# Description of the task:
How many lines below contain the word "wall"? Reply with the number alone.

# Data extract:
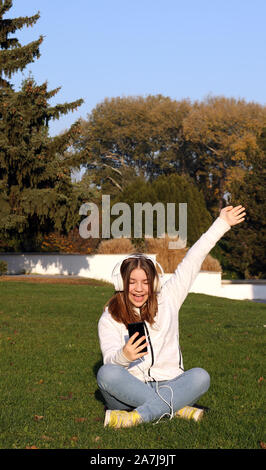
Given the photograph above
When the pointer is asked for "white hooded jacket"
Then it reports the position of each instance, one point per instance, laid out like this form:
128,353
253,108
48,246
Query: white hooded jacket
164,359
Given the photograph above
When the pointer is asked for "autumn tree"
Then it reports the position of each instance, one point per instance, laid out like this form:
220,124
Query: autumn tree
169,189
244,249
135,136
35,181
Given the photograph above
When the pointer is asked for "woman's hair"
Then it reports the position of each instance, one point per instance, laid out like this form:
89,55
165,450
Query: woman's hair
120,307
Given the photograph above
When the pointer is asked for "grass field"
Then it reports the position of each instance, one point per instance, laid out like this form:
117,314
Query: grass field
50,356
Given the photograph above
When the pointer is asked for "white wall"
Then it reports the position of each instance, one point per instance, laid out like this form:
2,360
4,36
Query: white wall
101,266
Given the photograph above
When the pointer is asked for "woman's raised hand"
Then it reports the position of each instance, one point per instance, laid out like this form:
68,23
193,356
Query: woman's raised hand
233,215
132,350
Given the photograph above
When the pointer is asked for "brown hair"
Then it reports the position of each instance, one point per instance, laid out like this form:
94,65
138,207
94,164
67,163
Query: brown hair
120,307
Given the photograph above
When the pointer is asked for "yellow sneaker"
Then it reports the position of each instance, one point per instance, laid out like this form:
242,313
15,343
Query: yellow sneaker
190,412
121,419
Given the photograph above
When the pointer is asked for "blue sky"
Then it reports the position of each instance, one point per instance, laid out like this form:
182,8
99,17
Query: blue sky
95,49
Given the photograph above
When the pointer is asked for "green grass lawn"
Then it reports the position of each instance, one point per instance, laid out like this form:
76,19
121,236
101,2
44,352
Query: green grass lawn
50,356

# Complete answer:
2